ACTION ITEM:
Each line from the one containing "the red stripe" through the last line of the data below is to be written out verbatim, and nothing more.

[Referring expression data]
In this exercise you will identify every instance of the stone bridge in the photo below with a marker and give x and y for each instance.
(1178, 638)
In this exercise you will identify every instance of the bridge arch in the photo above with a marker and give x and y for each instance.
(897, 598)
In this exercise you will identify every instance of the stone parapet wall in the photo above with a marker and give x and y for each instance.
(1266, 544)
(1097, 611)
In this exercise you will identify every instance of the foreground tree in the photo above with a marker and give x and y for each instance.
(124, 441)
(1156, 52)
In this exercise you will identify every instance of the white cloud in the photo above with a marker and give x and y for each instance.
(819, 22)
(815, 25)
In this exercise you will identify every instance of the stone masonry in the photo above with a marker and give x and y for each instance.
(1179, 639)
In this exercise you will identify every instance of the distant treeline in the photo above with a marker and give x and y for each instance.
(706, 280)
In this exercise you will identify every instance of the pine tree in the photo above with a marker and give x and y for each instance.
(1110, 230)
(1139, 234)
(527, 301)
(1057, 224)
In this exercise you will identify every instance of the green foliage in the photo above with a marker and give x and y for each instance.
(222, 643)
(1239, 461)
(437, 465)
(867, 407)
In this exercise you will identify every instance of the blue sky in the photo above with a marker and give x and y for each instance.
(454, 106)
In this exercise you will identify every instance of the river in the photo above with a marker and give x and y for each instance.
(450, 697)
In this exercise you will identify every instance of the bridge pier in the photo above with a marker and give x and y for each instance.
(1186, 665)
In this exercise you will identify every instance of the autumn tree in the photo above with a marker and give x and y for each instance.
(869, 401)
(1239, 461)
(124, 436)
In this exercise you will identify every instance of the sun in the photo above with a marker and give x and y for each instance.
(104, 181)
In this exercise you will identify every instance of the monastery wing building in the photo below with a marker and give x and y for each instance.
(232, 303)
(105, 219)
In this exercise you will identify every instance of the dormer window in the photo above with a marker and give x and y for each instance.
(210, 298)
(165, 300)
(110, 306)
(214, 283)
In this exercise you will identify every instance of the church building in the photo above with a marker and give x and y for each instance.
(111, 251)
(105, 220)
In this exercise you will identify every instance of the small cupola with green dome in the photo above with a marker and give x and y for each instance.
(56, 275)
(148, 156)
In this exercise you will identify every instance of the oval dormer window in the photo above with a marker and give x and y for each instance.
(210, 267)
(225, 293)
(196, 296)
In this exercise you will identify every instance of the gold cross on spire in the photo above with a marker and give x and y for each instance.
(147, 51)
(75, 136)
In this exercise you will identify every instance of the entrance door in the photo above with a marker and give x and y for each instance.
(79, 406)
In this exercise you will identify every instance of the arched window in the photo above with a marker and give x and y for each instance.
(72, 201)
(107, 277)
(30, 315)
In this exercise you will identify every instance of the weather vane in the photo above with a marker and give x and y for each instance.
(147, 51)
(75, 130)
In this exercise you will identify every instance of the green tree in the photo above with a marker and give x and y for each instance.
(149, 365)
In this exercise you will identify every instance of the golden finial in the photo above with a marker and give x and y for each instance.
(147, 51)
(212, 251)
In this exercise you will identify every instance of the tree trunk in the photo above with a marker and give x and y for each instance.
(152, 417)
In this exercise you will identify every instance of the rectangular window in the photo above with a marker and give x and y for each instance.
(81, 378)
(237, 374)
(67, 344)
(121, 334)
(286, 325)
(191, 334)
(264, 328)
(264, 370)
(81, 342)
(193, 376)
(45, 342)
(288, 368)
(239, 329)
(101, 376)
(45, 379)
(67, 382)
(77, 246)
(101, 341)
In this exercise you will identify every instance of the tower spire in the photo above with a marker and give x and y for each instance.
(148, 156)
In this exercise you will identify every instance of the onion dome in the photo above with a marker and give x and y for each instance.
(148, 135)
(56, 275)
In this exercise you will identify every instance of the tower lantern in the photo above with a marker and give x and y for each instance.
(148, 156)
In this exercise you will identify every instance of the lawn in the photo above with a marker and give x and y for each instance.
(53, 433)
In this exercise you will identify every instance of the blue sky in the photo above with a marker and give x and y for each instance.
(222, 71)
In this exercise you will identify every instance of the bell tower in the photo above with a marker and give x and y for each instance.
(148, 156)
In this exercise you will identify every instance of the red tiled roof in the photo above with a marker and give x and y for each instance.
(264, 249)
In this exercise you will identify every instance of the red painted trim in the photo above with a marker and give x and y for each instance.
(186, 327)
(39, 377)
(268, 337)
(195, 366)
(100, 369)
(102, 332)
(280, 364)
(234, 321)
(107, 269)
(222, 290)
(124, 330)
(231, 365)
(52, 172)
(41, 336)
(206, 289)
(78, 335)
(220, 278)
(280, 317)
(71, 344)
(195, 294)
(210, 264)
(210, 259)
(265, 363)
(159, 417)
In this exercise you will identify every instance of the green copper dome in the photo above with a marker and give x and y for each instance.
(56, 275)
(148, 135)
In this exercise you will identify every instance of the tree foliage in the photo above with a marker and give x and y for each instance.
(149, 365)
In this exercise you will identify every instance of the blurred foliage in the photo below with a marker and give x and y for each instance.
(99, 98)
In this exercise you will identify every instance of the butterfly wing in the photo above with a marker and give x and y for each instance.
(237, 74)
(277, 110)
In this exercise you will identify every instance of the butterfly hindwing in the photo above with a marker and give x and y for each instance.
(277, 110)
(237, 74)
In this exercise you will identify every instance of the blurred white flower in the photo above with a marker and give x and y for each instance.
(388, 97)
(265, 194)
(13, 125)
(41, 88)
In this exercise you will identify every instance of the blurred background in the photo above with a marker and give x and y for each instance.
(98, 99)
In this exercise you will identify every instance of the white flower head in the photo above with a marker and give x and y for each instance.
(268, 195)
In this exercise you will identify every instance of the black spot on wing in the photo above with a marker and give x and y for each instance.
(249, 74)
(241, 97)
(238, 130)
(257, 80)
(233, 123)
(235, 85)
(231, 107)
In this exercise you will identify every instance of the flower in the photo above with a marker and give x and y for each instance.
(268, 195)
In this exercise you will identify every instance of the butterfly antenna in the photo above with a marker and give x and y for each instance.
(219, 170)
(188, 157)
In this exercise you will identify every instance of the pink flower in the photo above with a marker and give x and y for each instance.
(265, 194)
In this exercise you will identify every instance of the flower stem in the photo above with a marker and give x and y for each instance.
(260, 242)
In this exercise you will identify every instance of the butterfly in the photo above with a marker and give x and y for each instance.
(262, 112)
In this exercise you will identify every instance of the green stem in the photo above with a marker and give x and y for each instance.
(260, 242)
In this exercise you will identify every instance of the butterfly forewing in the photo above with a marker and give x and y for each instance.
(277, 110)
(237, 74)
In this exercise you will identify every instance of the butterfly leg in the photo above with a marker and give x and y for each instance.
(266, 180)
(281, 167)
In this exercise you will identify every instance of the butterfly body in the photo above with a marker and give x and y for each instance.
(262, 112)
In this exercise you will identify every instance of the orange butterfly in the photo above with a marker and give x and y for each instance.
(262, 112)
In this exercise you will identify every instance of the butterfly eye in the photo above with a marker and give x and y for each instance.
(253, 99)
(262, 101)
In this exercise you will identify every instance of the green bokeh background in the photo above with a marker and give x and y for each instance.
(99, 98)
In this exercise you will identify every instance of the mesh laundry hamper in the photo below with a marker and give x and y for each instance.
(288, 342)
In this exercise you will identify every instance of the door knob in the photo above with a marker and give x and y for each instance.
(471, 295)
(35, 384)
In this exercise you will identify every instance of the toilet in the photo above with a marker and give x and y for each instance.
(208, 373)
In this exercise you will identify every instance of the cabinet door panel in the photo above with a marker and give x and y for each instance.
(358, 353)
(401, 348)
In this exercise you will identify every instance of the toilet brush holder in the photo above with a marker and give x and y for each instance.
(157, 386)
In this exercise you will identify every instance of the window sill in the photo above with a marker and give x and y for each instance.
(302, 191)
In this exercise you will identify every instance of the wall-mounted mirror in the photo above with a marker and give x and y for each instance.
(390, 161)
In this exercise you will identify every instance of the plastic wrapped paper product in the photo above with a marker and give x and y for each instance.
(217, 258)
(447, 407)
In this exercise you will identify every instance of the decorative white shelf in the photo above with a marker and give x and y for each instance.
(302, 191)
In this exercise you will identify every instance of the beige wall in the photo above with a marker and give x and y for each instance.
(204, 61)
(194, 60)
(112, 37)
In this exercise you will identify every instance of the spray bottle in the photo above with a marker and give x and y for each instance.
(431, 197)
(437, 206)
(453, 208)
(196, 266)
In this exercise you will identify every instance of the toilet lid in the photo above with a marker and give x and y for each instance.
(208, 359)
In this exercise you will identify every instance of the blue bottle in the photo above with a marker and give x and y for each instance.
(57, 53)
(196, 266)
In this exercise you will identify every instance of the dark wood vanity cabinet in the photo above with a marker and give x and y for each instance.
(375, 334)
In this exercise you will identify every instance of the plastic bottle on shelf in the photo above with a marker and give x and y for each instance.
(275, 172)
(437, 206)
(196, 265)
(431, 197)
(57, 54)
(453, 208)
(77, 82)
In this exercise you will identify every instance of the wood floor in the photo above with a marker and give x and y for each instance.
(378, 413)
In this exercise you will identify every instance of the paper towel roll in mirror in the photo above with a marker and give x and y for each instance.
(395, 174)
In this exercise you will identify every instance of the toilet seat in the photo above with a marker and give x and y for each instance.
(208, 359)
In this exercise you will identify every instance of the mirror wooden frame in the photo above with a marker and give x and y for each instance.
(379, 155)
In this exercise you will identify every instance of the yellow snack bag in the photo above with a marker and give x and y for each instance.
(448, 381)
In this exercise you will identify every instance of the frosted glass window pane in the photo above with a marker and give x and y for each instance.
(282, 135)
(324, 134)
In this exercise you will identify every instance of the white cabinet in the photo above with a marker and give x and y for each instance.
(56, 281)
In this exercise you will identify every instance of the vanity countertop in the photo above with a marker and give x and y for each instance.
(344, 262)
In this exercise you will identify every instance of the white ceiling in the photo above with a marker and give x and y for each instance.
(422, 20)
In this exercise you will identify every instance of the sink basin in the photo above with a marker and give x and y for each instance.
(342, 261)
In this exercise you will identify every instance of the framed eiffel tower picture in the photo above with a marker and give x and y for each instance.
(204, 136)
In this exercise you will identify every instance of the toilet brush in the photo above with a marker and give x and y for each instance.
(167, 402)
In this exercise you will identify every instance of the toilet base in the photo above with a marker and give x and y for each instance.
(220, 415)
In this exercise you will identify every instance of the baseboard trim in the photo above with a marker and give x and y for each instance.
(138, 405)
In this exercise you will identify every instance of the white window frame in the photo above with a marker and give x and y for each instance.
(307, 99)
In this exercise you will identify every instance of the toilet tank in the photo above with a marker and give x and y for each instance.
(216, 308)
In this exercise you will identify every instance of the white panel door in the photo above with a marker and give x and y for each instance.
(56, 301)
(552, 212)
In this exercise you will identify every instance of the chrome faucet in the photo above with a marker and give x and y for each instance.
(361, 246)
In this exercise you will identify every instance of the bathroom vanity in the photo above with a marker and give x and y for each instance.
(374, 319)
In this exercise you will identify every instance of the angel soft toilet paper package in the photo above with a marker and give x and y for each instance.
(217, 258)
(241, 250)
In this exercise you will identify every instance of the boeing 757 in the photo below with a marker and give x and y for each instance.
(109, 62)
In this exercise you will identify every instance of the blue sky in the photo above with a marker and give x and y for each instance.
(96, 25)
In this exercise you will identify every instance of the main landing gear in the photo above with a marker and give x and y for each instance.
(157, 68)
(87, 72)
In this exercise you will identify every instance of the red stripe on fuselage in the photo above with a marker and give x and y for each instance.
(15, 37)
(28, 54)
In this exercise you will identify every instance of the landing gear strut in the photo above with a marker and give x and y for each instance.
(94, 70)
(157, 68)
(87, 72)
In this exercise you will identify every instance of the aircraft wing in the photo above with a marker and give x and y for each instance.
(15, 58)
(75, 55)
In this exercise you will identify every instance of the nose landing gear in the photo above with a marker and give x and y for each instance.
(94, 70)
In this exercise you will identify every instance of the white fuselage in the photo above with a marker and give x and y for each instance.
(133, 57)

ANSWER SPACE:
In this exercise you will identify every instance of the red stripe on fuselage in the photo above with a marker and give x and y for each instance.
(15, 37)
(28, 54)
In this exercise you will identify every instance of the landing gear strut in the photo above with a marker and give x and y for each instance.
(94, 70)
(157, 68)
(87, 72)
In this exercise you will identify every instance of the aircraft wing in the photo above with a marker and give x and y for each instance.
(15, 58)
(75, 55)
In this exercise you will identify every instance of the nose landing gear in the photo above with a marker and give x and y for each instance.
(94, 70)
In this exercise you will identify every instance of the white fuselage in the photo above with a marker and give x and y for each instance.
(133, 57)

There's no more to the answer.